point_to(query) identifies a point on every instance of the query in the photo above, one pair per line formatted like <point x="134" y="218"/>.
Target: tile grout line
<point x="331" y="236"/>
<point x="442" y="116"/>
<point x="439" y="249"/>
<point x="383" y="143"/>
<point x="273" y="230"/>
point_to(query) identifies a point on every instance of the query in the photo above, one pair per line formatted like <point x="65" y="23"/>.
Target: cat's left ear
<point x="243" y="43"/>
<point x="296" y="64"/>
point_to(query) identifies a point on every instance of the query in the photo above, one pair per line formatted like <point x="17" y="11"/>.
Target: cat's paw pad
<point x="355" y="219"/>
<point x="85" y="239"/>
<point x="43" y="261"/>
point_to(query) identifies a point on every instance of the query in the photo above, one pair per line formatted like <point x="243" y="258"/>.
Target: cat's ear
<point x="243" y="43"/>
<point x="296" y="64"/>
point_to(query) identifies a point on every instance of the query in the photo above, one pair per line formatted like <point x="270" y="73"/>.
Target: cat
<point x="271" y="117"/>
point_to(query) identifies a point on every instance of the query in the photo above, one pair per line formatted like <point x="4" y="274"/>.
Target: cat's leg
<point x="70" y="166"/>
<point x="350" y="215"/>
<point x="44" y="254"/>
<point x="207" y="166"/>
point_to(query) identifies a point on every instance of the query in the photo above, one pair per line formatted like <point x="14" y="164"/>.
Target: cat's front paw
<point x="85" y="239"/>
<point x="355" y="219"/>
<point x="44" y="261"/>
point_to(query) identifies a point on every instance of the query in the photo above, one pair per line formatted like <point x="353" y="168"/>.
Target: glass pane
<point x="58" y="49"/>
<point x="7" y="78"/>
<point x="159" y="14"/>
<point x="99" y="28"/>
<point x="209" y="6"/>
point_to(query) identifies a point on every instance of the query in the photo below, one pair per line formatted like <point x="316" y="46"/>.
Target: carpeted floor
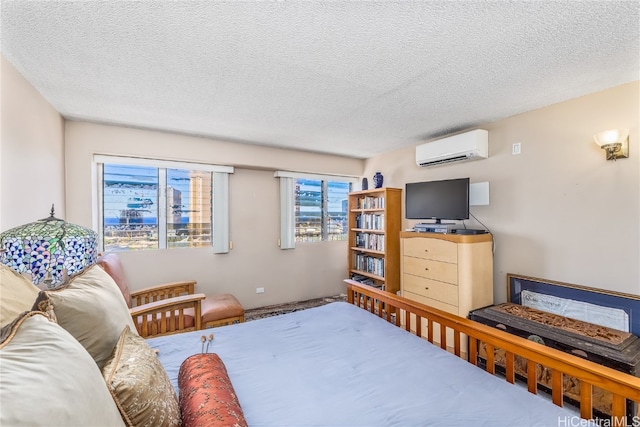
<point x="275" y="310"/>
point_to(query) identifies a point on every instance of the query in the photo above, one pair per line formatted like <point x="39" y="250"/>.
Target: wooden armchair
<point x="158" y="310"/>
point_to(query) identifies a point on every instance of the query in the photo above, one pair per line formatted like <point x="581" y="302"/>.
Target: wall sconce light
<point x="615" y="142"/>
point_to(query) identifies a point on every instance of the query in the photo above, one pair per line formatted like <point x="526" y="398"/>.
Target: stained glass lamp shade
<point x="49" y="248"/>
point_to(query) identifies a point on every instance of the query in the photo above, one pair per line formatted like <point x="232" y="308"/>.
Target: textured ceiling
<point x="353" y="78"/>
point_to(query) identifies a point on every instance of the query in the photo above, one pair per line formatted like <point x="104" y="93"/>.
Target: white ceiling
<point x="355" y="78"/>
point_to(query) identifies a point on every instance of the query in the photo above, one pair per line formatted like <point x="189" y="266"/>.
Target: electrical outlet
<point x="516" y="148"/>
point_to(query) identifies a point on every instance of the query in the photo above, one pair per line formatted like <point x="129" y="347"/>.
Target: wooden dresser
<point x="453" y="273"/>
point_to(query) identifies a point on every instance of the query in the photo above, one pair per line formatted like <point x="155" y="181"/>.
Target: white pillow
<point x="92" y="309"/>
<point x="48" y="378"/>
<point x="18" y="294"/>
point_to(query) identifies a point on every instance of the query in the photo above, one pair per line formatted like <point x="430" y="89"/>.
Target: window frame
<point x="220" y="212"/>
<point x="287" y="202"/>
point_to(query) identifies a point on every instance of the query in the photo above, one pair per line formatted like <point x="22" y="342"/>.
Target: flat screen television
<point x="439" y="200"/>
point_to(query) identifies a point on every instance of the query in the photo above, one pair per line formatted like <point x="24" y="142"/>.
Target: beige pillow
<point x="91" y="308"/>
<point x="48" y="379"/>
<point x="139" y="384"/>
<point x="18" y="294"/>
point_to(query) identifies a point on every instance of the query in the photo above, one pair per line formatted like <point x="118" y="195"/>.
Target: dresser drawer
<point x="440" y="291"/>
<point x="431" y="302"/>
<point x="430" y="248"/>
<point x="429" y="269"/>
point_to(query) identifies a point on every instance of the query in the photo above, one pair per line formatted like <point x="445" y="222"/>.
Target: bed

━━━━━━━━━━━━━━━━

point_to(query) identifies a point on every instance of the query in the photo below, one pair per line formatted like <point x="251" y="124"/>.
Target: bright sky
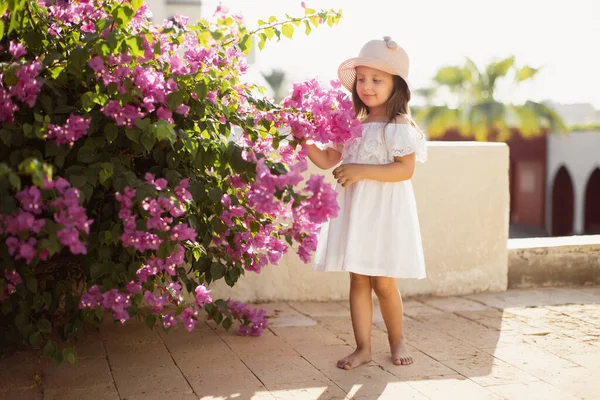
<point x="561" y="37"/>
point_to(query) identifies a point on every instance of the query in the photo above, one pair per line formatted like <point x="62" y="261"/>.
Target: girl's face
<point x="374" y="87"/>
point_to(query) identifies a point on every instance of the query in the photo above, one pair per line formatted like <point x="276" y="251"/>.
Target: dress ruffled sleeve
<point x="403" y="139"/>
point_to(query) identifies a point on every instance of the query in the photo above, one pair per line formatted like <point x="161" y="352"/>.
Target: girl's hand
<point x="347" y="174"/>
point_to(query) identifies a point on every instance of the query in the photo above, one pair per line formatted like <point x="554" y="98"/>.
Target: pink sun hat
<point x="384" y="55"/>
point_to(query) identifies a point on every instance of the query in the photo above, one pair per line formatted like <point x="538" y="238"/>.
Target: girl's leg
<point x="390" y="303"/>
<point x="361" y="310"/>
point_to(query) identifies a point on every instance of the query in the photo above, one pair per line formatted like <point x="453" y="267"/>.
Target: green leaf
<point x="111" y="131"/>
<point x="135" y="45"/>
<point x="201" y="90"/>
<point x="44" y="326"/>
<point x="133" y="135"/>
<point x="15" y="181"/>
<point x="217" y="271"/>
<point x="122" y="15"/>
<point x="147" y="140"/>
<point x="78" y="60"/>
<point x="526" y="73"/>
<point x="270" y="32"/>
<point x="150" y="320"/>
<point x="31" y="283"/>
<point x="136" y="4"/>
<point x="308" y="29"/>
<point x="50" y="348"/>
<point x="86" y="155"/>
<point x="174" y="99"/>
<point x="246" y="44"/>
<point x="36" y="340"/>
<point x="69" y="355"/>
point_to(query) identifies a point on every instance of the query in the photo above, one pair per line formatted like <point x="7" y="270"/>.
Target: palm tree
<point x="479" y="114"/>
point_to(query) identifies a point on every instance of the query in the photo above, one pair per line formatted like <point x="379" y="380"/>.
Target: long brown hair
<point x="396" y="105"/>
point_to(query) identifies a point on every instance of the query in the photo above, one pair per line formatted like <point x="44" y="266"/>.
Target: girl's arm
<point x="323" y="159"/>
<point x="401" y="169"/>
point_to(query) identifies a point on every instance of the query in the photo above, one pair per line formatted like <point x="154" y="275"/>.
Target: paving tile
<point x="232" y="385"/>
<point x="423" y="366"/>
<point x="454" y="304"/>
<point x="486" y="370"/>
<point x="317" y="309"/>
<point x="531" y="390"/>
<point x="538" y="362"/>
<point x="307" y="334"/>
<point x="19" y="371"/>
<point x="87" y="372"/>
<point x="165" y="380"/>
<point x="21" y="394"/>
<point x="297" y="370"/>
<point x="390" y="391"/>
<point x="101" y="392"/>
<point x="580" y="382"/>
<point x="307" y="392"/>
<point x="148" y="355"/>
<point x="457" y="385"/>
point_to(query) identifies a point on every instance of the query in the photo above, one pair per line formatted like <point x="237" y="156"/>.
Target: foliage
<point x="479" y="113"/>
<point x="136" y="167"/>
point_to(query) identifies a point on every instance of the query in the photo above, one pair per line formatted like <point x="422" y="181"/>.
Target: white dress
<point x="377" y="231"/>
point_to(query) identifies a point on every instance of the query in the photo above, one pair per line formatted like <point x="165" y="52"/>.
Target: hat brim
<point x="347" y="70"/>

━━━━━━━━━━━━━━━━

> **TASK DETAILS**: Within the listing above, each line containing "below" is counted once; report the total and nothing else.

> **REPLY**: 2